Referring expression pointing data:
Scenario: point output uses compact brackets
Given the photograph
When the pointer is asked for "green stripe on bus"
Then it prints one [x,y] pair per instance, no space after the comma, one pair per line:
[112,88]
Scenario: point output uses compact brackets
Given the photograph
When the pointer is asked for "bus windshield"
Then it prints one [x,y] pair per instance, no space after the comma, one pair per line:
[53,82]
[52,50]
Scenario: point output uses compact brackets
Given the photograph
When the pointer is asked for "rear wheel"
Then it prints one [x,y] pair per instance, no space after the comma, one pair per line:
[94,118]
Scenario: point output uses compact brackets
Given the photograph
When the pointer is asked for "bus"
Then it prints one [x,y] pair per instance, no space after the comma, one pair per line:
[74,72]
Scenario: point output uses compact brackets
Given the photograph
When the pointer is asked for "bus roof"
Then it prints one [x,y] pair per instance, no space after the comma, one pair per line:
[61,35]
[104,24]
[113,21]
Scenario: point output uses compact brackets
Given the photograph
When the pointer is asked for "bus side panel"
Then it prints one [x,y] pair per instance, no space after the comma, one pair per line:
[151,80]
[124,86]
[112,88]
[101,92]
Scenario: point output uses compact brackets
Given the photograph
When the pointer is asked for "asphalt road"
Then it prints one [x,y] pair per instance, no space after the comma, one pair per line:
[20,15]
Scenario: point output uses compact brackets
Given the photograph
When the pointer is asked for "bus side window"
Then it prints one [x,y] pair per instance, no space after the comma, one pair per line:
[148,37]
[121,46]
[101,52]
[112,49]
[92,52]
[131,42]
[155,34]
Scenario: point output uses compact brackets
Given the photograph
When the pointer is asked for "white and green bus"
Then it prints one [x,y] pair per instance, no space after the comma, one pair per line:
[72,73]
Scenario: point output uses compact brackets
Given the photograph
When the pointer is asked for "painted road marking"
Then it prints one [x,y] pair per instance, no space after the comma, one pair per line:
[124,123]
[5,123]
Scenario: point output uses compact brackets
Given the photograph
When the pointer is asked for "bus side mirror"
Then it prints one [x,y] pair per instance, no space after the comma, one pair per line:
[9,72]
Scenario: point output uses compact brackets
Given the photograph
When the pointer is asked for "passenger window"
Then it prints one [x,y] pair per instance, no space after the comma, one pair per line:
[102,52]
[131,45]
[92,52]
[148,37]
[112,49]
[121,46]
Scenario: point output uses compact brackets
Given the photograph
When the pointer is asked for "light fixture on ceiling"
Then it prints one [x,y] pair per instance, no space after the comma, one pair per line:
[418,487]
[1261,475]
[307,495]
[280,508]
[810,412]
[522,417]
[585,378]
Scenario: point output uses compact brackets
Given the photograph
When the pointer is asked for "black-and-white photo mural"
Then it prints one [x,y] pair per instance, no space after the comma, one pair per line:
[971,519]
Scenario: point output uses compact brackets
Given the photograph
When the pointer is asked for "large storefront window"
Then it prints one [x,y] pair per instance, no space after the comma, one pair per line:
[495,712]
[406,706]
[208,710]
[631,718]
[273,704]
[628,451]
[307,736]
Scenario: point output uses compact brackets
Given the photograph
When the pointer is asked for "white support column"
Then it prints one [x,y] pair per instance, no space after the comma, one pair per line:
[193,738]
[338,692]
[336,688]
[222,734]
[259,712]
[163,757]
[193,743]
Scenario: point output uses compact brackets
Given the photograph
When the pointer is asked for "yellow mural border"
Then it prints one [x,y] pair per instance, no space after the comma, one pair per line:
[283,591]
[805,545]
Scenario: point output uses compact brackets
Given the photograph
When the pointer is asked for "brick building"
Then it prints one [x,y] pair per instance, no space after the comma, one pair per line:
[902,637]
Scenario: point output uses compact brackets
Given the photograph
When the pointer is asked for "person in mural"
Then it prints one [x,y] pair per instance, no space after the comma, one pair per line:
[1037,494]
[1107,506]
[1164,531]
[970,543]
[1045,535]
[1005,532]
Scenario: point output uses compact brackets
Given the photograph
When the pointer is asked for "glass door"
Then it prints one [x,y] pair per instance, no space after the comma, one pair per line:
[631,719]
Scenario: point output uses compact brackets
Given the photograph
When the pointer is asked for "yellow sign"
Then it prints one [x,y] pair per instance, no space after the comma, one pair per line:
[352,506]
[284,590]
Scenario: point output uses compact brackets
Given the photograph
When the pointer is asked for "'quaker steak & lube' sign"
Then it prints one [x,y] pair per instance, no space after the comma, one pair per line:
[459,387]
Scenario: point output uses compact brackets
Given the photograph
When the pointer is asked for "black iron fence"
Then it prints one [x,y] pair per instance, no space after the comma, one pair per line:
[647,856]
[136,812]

*YOUR TASK:*
Please repeat every entry, exactly as it was written.

*EXERCISE OUTPUT:*
Scenario: point output uses compact brackets
Given the photograph
When the pointer is asked for "green stripe on bus"
Then it prints one [x,y] pair per instance, no space after the comma, one pair per line:
[112,88]
Scenario: point output uses compact brackets
Given the photograph
When the pointer is asked for "bus windshield"
Then it prints one [x,y] pair per instance, no space after the comma, one pair per line:
[53,82]
[52,50]
Scenario: point output uses compact brackets
Given the photograph
When the pointer is asked for "rear wheel"
Then it prints one [x,y] pair per instance, no space after the comma, one pair per line:
[94,118]
Scenario: point output uses compact brackets
Given the photograph
When the pointer is asked for "bus"
Then it prints one [x,y] pair per instance, no space after the comma, one pair per line:
[74,72]
Scenario: point output uses compact brackets
Given the photograph
When the pointer is asked for "bus roof"
Then it prints one [x,y] pair per instance, no space after the comma, one pair per line:
[61,35]
[104,24]
[113,21]
Scenario: point output uses compact brackets
Given the photograph
When the pointer is asked for "bus side panel"
Then it prints one [x,y] pair per instance, no space after the comma, one pair per line:
[151,80]
[124,86]
[112,88]
[101,92]
Scenario: point output uses compact brackets
Given the photograph
When the pointer is asked for "asphalt road"
Then it prints one [x,y] pair per instance, no space after the comma, one pair per line:
[20,15]
Scenario: point output uses compact brackets
Given the photograph
When the pointer is asked for "bus side window"
Then it prints one [x,y] pair per instance, no space after the comma, one pair per line:
[148,37]
[121,46]
[101,52]
[112,49]
[92,52]
[131,42]
[155,34]
Scenario: point output uses compact brackets
Given the photograph
When the pointer is asked for "white and green bus"
Then it prints one [x,y] pair per instance, no space after the comma, one pair per line:
[72,73]
Scenario: point output uses compact brackets
Given the photograph
When the pointer is asked for "painted road marking"
Then it prints one [x,y] pair per instance, no space after the comma, one pair per line:
[124,123]
[5,123]
Scenario: point output uses compact brackets
Given the photograph
When the pointer is asked for "bus side mirror"
Then it prints one [x,y] pair per instance, no space after the comma, one pair per line:
[9,72]
Scenario: point output uses compact brackets
Given the photograph
When the pointer is asked for "passenger window"
Then it prints one [x,y] pair per instance, no space after the comma, one pair per line:
[102,52]
[131,45]
[92,52]
[148,37]
[112,49]
[121,46]
Scenario: point output uses compact brackets
Given the photograph
When the pointer is asked for "light fixture on ceiling"
Then it prints one [x,y] pair per instance, no space after the comma, one pair per line:
[418,487]
[1261,475]
[307,495]
[280,508]
[810,412]
[522,417]
[585,378]
Scenario: point output uses compact brackets
Given the photograph
When the pointer is asked for "black-and-white photo mural"
Then it prints one [x,y] pair per instance, no space after the comma, one pair per line:
[971,519]
Scenario: point output uses compact brackets
Given the photograph
When the pointer is asked for "large storefront window"
Then it prints one [x,y] pair per instance, no space after the comma, one pair per line:
[495,712]
[406,706]
[208,710]
[631,718]
[273,704]
[628,451]
[307,736]
Scenario: point output uses compact brackets
Given the photograph
When the pointer is asked for "white support column"
Then it prints one [x,y] pair per instance, no space after the comma, one pair per line:
[193,738]
[338,692]
[336,688]
[222,734]
[259,712]
[163,757]
[193,743]
Scenario: point output uses compact brackets
Given the photograph
When the pointer is asked for "yellow mural border"
Then it prints one [x,y] pair per instance, no space after the comma, one pair per line:
[283,591]
[805,545]
Scenario: point output uses compact brackets
Given the photograph
When the pointer is asked for "brick building"
Then it prints one [x,y] pair per instance, no space after the comma, one pair per line:
[902,637]
Scenario: point output uses compact brackets
Given the photograph
When the pointer is asked for "person in mural"
Then it prints one [x,y] pair per instance, no space after the comma, one pair per line:
[1037,494]
[1107,506]
[1164,531]
[970,543]
[1045,535]
[1005,532]
Scenario: point output uses compact brackets
Given the photograph
When the pointer is asked for "glass door"
Then it prints one [x,y] pair per instance, no space after the comma, one pair per line:
[631,719]
Scenario: point output uses compact brackets
Given the photograph
When the pointer is asked for "yellow sign"
Then it prints one [x,y] pair per instance, no space after the comma, one pair per line:
[352,506]
[284,590]
Scenario: point output uses compact brackets
Given the photograph
When the pointer is asked for "'quaker steak & lube' sign"
Then it prints one [x,y] pair per instance, no space after the comma, one pair per line:
[459,387]
Scenario: point output uses compact brackets
Given the photograph
When the pointer is asked for "black iron fence"
Then it prints one [x,y] pair per instance, no space after the comma, one pair per line:
[647,856]
[136,812]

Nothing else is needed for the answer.